Texte cité -
***

Saint Joseph: aucune parole, mais des actes qui parlent 4/6

Dans la Bible, saint Joseph ne dit mot. Toutefois, ses actions et sa relation avec Marie ont beaucoup à nous dire. Portrait du père terrestre et «précurseur» de Jésus, dressé par le bibliste Philippe Lefebvre, à la lumière de l’Ancien Testament.

«Un homme qui se tait et qui écoute, c’est assez rare. Joseph en fait partie», constate le dominicain Philippe Lefebvre, la Bible en main. «Joseph ne parle pas. Aucun discours direct n’est rapporté dans les évangiles. Mais il entend la Parole de Dieu et la met en pratique: en rencontrant sa femme Marie et en accueillant son enfant». Deux fonctions «habituelles» pour un mari et un père, mais qui ne sont pas toujours si évidentes, estime le professeur de l’Université de Fribourg. Interview.

Dans les évangiles, Joseph ne semble occuper qu’une place secondaire?
Philippe Lefebvre: Si l’on prend en compte tous les versets du Nouveau Testament (NT), ils ne parlent de Joseph uniquement pendant 0,45%, d’après mes calculs. C’est très peu. A première vue, on pourrait qualifier Joseph de personnage secondaire. J’aime bien rappeler ce passage de la première lettre aux Corinthiens: «Ce qui est faible, petit, méprisé dans le monde, voilà ce que Dieu a choisi (1 Co 1, 27-28)». Ce sont des versets qui collent assez bien à Joseph, dont on parle peu. Mais ce peu, c’est en fait vraiment beaucoup. Et sa place – notamment du fait qu’il soit cité au début de l’évangile de Matthieu – fait de lui le premier personnage de tout le NT.

«Joseph, fils de David, est un ‘précurseur’ de Jésus, fils de David»

***

(Lignes d'un jeu de données sur l'emplacement des objets)
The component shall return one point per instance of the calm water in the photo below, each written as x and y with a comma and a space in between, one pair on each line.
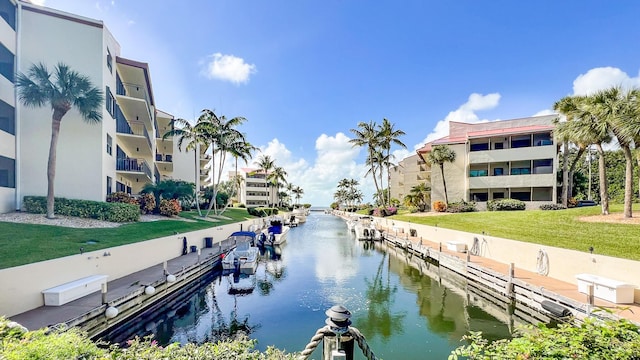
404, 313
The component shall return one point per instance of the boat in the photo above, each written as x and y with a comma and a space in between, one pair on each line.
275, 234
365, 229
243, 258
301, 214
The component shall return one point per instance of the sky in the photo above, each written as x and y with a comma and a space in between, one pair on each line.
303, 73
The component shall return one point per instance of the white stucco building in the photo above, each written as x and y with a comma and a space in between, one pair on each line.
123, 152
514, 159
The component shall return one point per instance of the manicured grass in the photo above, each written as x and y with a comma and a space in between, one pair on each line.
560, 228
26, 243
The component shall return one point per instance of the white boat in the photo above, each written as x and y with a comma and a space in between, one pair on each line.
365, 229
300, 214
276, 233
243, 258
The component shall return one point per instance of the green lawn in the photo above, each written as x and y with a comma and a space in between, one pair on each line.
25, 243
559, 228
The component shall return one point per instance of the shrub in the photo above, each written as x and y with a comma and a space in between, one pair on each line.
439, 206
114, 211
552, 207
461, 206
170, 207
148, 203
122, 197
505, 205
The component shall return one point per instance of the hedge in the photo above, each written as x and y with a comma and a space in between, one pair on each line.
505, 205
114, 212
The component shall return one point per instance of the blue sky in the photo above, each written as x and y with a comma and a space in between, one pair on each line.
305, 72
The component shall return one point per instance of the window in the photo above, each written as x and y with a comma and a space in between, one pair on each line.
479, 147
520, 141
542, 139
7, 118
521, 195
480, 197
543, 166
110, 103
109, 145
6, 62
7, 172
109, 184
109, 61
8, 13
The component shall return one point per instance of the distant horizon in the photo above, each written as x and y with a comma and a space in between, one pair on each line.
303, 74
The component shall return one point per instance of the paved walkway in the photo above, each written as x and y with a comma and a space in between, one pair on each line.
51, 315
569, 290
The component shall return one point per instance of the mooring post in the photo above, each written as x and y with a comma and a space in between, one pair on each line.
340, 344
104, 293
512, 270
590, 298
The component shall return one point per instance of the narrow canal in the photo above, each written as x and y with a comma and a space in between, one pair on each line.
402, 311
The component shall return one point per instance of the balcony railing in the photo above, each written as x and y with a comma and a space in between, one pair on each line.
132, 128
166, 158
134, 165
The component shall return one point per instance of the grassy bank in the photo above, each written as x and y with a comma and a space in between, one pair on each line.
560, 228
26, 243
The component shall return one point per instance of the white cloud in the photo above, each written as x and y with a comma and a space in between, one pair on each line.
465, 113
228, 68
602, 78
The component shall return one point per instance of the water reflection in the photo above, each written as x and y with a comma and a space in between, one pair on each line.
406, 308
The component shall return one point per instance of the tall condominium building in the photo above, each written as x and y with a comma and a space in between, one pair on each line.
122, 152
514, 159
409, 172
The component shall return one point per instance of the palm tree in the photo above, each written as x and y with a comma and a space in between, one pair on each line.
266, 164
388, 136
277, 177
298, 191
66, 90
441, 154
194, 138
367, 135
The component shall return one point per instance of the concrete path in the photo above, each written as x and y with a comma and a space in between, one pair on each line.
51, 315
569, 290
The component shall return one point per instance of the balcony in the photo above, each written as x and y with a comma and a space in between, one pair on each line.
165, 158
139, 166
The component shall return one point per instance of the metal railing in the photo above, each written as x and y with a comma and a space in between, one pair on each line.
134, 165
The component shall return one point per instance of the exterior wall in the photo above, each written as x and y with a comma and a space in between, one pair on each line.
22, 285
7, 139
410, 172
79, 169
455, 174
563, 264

***

Consigne écrite A - Dans les enregistrements, mettez à jour les lignes qui vont de celle contenant « The component shall return one point per instance of the tall » jusqu'à la fin des enregistrements, en remplaçant « palm tree » par « coconut palm ». Recopiez, s'il vous plaît, uniquement ces lignes, sans rien modifier d'autre.
Consigne écrite B - Poursuivez l'entretien sur saint Joseph à partir de sa dernière ligne.

Réponse écrite A -
The component shall return one point per instance of the tall condominium building in the photo above, each written as x and y with a comma and a space in between, one pair on each line.
122, 152
514, 159
409, 172
The component shall return one point per instance of the coconut palm in the photo above, each written as x and y with a comma and a space in between, one pair on each line.
266, 164
388, 136
277, 177
298, 191
66, 90
441, 154
194, 138
367, 135
The component shall return one point per instance of the concrete path in the photo above, each written as x and y with a comma and a space in between, one pair on each line.
51, 315
569, 290
The component shall return one point per instance of the balcony in the photo above, each written as x and y with a comma and a space in between, one pair on each line.
165, 158
139, 166
The component shall return one point per instance of the metal railing in the photo above, each written as x and y with a comma and a space in between, one pair on each line.
134, 165
The component shall return one point per instance of the exterior wall in the photo above, each written as x and y with a comma and a space in between, one pair on each line.
22, 285
7, 139
410, 172
79, 169
455, 174
563, 264

Réponse écrite B -
Philippe Lefebvre

Joseph est un des personnages qui introduit Jésus…
Par rapport à Jésus, Joseph est un ‘précurseur’. A côté de Jean-Baptiste dont les textes parlent beaucoup, Joseph est aussi un précurseur. La généalogie, chez Matthieu, présente Jésus comme ‘fils de David’, et très rapidement, l’Ange qui s’adresse en songe à Joseph le nomme aussi ‘fils de David’. Joseph est une sorte de relai entre l’Ancien Testament (AT) et le Nouveau et la figure de Jésus. Les évangélistes Matthieu et Luc misent beaucoup sur Joseph. Il est présenté chez eux de manière assez rapide, mais si l’on regarde de plus près, Joseph est un personnage riche et complexe.

En quoi Joseph est-il complexe?
Il est à la fois héritier de différentes traditions de l’AT et héritier de l’expérience des humains dont la Bible parle très souvent. Pour un homme, par exemple, le fait d’être avec une femme ou de s’occuper d’un enfant. Les récits bibliques sont truffés d’expériences de l’humain qui vit avec Dieu. Joseph en est dépositaire. Il est le premier à concentrer sur sa personne des expériences de l’AT et le premier à participer à l’accomplissement des Écritures que le Christ va mener à son terme. En d’autres termes, Joseph va amener le ‘Christ parmi nous’ dans ce monde humain et juif, héritier d’une tradition si ancienne.

Pour le bibliste Philippe Lefebvre, saint Joseph pourrait être davantage promu de cette richesse théologique et biblique dont il est dépositaire | © Grégory Roth

Que dit la Bible de cette expérience de Joseph d’être avec une femme?
La première expérience de Joseph, c’est la rencontre d’une femme qui se retrouve enceinte avant qu’ils aient cohabité. Selon la loi (Dt 22, 23ss), une femme dans cette situation doit être lapidée. Dans un premier temps, Joseph veut la répudier, mais en secret, pour ne pas faire d’histoires. Dans la Bible, quand un homme est confronté à une situation qui le dépasse, il dort! C’est là que l’Ange vient le visiter. On passe, avec Joseph, d’un premier mouvement de répudiation – qui est prévu par la loi – à un mouvement de rencontre et retrouvailles avec Marie. Et d’acceptation d’une situation difficile.

«Joseph et Marie: un cheminement qui passe d’une possible répudiation à une rencontre nuptiale»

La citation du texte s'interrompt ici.